Consigne 1:
Répondez, s'il vous plaît, à ces questions sur la critique de Blade Runner 2049 :
(a) Qui est le réalisateur du film ?
(b) Combien de minutes dure le film ?
(c) Quel nom porte l'événement qu'a connu la Terre trente ans après le premier film ?
==== Extrait choisi
Caractéristiques
- Titre : Blade Runner 2049
- Réalisateur(s) : Denis Villeneuve
- Avec : Ryan Gosling, Harrison Ford, Ana de Armas, Sylvia Hoeks, Robin Wright, David Bautista, Mackenzie Davis
- Distributeur : Sony Pictures Releasing France
- Genre : Science-fiction
- Pays : Etats-Unis
- Durée : 163 minutes
- Date de sortie : 4 octobre 2017
- Note du critique : 4/10 par 1 critique
Une très belle coquille vide
Blade Runner 2049 est le genre de suite que l’on n’attendait pas. Trente cinq ans après le classique de Ridley Scott, voilà qu’une séquelle pointe le bout de son nez, et toute auréolée d’un succès critique américain qui ne peut que résonner à l’heure de découvrir l’œuvre. Il faut dire qu’on peut largement y croire, en rentrant dans la salle. Car, à la tête du projet, on trouve nul autre que l’un des réalisateurs les plus doués de son époque : Denis Villeneuve. Film typiquement casse-gueule, Blade Runner 2049 avait au moins l’assurance de ne pas décevoir les amateurs d’oeuvres formellement efficaces. Ne restait plus qu’à convaincre sur tout le reste. Et là…
Blade Runner 2049 porte dans son titre l’époque au sein de laquelle il se déroule. Trente ans après les événements issus du premier film, la Terre a connu le Black-Out, sorte de bug de l’an 2000 en version bien taquine. Une catastrophe nucléaire est également évoquée, sans grands détails. On sait juste que ça a explosé, histoire de poser un contexte. C’est dans un Los Angeles toujours aussi futuriste que l’intrigue prend place, et il sera bien entendu question de Replicant, d’humains, et de questionnement sur les frontières qui séparent ces deux entités. Sans ne rien spoiler, sachez qu’une enquête va prendre forme, et qu’elle emmènera l’officier K, androïde de son état, à croire aux miracles.
========
Consigne 2: Recopiez à l'identique les lignes des données, de la ligne contenant "Mark the horse neck, one" jusqu'à la fin de ces données, les deux bornes comprises.
==== Données présentées
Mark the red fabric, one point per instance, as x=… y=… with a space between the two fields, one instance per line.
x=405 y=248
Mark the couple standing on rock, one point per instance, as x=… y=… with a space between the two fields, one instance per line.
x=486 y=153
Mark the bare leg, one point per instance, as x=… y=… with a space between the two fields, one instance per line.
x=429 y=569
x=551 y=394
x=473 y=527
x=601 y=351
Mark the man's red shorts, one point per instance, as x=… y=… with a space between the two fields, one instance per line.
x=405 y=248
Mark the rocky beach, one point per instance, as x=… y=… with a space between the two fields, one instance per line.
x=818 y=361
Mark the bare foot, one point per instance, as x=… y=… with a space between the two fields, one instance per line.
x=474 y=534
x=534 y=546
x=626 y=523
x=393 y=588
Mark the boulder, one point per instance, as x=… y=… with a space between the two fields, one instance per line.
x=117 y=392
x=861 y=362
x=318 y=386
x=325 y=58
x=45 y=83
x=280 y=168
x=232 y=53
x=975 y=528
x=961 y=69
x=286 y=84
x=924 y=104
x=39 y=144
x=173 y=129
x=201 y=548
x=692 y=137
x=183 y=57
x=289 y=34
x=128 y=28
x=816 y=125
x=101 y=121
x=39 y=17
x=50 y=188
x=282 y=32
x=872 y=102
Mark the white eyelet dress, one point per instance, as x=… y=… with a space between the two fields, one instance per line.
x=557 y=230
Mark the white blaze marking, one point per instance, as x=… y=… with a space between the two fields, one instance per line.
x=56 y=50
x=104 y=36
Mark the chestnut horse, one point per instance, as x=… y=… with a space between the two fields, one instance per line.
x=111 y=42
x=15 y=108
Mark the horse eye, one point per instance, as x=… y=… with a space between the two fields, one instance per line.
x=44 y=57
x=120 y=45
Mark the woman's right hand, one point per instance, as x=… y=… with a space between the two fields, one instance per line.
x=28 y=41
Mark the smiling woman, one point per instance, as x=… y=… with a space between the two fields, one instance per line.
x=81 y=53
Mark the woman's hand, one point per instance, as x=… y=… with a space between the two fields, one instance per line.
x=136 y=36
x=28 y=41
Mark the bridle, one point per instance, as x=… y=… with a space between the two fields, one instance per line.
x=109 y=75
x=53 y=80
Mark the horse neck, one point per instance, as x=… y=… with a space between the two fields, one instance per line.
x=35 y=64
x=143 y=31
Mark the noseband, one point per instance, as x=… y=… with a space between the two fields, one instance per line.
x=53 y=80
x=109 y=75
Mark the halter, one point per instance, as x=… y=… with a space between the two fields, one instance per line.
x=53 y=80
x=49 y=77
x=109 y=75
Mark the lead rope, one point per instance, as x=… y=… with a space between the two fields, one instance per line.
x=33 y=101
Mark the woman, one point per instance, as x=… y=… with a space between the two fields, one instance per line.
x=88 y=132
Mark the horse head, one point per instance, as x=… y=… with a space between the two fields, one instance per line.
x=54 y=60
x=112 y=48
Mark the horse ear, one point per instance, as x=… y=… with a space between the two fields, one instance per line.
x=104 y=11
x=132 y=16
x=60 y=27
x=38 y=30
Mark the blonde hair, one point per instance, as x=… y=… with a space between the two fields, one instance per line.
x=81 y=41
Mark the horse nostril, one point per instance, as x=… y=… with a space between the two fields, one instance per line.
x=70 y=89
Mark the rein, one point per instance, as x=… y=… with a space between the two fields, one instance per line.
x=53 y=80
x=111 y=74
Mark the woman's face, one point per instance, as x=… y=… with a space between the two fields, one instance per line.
========
Réponse attendue 1:
(a) Denis Villeneuve
(b) 163 minutes
(c) Le Black-Out

Réponse attendue 2:
Mark the horse neck, one point per instance, as x=… y=… with a space between the two fields, one instance per line.
x=35 y=64
x=143 y=31
Mark the noseband, one point per instance, as x=… y=… with a space between the two fields, one instance per line.
x=53 y=80
x=109 y=75
Mark the halter, one point per instance, as x=… y=… with a space between the two fields, one instance per line.
x=53 y=80
x=49 y=77
x=109 y=75
Mark the lead rope, one point per instance, as x=… y=… with a space between the two fields, one instance per line.
x=33 y=101
Mark the woman, one point per instance, as x=… y=… with a space between the two fields, one instance per line.
x=88 y=132
Mark the horse head, one point per instance, as x=… y=… with a space between the two fields, one instance per line.
x=54 y=60
x=112 y=48
Mark the horse ear, one point per instance, as x=… y=… with a space between the two fields, one instance per line.
x=104 y=11
x=132 y=16
x=60 y=27
x=38 y=30
Mark the blonde hair, one point per instance, as x=… y=… with a space between the two fields, one instance per line.
x=81 y=41
Mark the horse nostril, one point per instance, as x=… y=… with a space between the two fields, one instance per line.
x=70 y=89
Mark the rein, one point per instance, as x=… y=… with a space between the two fields, one instance per line.
x=53 y=80
x=111 y=74
Mark the woman's face, one point per instance, as x=… y=… with a space between the two fields, one instance per line.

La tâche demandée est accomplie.